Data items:
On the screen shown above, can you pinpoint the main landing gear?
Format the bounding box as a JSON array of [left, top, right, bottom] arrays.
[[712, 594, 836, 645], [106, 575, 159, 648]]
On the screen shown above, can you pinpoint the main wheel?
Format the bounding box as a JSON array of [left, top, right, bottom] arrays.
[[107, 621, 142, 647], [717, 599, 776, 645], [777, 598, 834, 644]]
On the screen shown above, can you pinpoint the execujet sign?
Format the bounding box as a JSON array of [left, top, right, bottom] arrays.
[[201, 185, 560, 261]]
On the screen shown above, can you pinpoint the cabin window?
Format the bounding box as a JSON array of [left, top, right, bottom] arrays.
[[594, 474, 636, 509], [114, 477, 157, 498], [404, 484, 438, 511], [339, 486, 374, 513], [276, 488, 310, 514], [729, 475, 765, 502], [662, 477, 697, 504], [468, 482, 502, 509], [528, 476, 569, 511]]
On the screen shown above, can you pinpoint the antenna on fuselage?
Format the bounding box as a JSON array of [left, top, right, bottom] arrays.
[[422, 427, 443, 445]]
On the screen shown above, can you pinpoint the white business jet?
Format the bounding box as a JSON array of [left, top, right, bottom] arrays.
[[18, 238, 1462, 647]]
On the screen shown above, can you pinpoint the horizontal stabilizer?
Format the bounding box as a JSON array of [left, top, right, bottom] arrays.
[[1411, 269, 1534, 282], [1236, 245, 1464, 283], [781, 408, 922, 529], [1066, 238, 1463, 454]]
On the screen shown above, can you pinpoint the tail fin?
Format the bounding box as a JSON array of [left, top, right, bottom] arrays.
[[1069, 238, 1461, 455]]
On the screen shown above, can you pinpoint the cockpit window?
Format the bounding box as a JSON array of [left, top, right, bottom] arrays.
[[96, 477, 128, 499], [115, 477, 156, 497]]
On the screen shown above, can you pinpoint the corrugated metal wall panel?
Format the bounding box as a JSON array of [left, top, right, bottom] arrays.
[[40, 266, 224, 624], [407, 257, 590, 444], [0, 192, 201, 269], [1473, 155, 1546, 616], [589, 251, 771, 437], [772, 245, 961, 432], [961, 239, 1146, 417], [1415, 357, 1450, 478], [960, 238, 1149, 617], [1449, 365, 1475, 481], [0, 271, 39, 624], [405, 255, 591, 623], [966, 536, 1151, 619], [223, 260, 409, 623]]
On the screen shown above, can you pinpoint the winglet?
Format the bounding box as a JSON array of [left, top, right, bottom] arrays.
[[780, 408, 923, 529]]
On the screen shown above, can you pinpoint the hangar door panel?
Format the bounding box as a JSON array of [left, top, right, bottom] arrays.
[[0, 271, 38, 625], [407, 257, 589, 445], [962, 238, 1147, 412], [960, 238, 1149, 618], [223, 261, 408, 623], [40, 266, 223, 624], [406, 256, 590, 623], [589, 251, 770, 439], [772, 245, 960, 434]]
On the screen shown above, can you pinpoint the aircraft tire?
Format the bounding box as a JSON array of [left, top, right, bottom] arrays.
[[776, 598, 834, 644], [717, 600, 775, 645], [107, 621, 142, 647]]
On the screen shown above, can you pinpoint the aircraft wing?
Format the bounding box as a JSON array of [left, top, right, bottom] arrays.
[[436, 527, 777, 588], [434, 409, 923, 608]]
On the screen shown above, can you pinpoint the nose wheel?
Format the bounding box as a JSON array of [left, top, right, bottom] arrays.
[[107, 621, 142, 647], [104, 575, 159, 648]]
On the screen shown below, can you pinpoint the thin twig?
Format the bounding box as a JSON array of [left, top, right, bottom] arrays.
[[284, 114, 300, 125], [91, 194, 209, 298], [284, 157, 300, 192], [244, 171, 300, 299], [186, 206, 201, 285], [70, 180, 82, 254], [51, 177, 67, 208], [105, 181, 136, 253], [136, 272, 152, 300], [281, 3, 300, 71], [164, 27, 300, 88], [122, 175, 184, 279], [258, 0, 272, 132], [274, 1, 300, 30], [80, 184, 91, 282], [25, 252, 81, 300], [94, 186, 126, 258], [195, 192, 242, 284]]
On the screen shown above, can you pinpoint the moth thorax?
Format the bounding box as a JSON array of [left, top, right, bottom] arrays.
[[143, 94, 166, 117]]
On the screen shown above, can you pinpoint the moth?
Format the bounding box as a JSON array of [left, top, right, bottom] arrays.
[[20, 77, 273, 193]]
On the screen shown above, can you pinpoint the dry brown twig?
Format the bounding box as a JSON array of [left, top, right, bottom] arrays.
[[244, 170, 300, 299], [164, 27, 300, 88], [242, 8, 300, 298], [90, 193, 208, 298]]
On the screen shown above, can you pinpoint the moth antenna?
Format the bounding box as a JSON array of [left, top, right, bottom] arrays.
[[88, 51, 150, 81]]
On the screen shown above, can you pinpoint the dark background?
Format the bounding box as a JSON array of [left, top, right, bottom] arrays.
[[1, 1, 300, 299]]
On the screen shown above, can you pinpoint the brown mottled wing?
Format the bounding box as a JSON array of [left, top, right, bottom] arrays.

* _ACTIVITY_
Would you print all of the records exactly as they were given?

* _WRITTEN SOLUTION_
On the screen shown above, can you pinpoint the main landing gear?
Format the bounding box as a JSON array of [left, top, right, bottom] arrays.
[[712, 594, 836, 645], [106, 575, 159, 648]]
On the screen shown above, can you pinpoint the main wheel?
Format the bounding box as a JSON array of [left, top, right, bottom] arrays.
[[107, 621, 142, 647], [717, 599, 776, 645], [777, 598, 834, 644]]
On the screen shown above, can you pinpoint the execujet sign?
Format the bounding box as a JSON array of [left, top, right, bottom] arrays.
[[201, 185, 560, 261]]
On the screen shown above, can you pinpoint the cabin window?
Format the bounding box as a JSON array of [left, top, right, bottom] arrays.
[[594, 474, 636, 509], [114, 477, 157, 498], [404, 484, 438, 511], [339, 486, 374, 513], [276, 488, 310, 514], [729, 475, 765, 502], [662, 477, 697, 504], [468, 482, 502, 509], [528, 476, 569, 511]]
On the screen shown above, can you pinpoint the antenna on fuselage?
Format the bounding box as a JSON array of [left, top, right, bottom] arrays.
[[422, 427, 443, 445]]
On the screen shown above, can you pinpoint the white business jet?
Format the bounding box as a JSON array of [left, top, right, bottom] arrays.
[[18, 238, 1462, 647]]
On the screen shown above, can you pinpoint the horizontal stabilizer?
Format the bounding box as a JSON array of [left, top, right, bottom] arrays.
[[1411, 269, 1534, 282], [1236, 245, 1464, 283], [781, 408, 922, 529], [1066, 238, 1463, 454]]
On the screen shown above, can you pinpoint the tail fin?
Format the bounding box as a JSON array of [left, top, right, bottom] arrays.
[[1069, 238, 1461, 455]]
On the screen shown above, can you pinpoint the cockpit window?
Format the bounding box as a JSON array of [left, top, right, bottom] arrays.
[[96, 477, 128, 499], [115, 477, 156, 497]]
On the screen shown above, can you pinpoint the corrugated metal wall panel?
Format the bounding box as a JSON array of [left, top, right, bottom] arrays.
[[40, 266, 224, 624], [407, 257, 590, 444], [0, 192, 201, 269], [1473, 155, 1546, 616], [589, 251, 771, 437], [772, 245, 961, 432], [961, 239, 1146, 417], [1415, 357, 1450, 478], [960, 238, 1149, 617], [1449, 365, 1475, 481], [0, 271, 39, 624], [405, 255, 591, 623], [966, 536, 1151, 619], [223, 260, 409, 623]]
On the screen shown above, can you pinpoint the winglet?
Format the bounding box as a JSON array of [left, top, right, bottom] arrays.
[[780, 408, 923, 529]]
On the screen shown above, can you pinpoint the hangar door panel?
Format the bounding box as a JSON array of [left, top, right, bottom] arrays.
[[0, 271, 38, 625], [407, 257, 589, 445], [962, 238, 1147, 412], [960, 238, 1149, 618], [223, 261, 408, 623], [40, 266, 223, 624], [406, 256, 590, 623], [589, 251, 770, 439], [772, 245, 960, 434]]
On the screen shown above, can you pinpoint the aircraft tire?
Format the bounding box as a JSON array of [left, top, right, bottom] arrays.
[[776, 598, 834, 644], [717, 600, 775, 645], [107, 621, 142, 647]]
On the screen shown above, can you pinpoint the aircraft wing?
Format the bounding box as a JSON array of [left, top, right, bottom] arrays.
[[436, 527, 777, 588], [434, 409, 923, 608]]
On the screen shown above, can you pinpoint the nose wheel?
Format the bounding box as a JSON array of [left, top, right, bottom] arrays.
[[107, 621, 142, 647], [104, 575, 159, 648]]
On the screen shown below, can you pinpoint the thin twig?
Format the bounding box as a JSON array of [left, top, right, bottom] arrays.
[[284, 114, 300, 125], [91, 194, 209, 298], [284, 157, 300, 192], [244, 171, 300, 299], [186, 206, 201, 285], [70, 180, 82, 254], [51, 177, 67, 208], [105, 181, 136, 253], [136, 272, 152, 300], [281, 3, 300, 71], [164, 27, 300, 88], [122, 175, 184, 279], [258, 0, 272, 132], [274, 1, 300, 30], [80, 184, 91, 282], [25, 252, 81, 300], [94, 186, 126, 258], [195, 192, 242, 284]]
On the screen shown above, can you pinpoint the moth thorax?
Format the bounding box as a JSON array of [left, top, right, bottom] arrays.
[[143, 94, 166, 117]]
On the screen shown above, can you pinpoint the moth?
Format the bounding box as a JSON array of [left, top, right, bottom] arrays.
[[20, 77, 273, 193]]
On the screen shown above, can you pinpoint the dry brown twig?
Format the bounding box as a JSON array of [left, top, right, bottom] arrays.
[[244, 170, 300, 299], [164, 27, 300, 88], [242, 8, 300, 298], [90, 193, 208, 298]]
On the screen shown above, can you pinpoint the moth antenna?
Format the bounding box as a JSON array of [left, top, right, bottom] arrays.
[[88, 51, 150, 81]]
On the screen shown above, can you pinpoint the dark background?
Format the bounding box as a JSON array of [left, top, right, bottom] arrays.
[[1, 1, 300, 299]]
On the screen shown above, can you pinpoint the brown mottled wing?
Format the bounding box as a JSON array of [left, top, right, bottom] arrays.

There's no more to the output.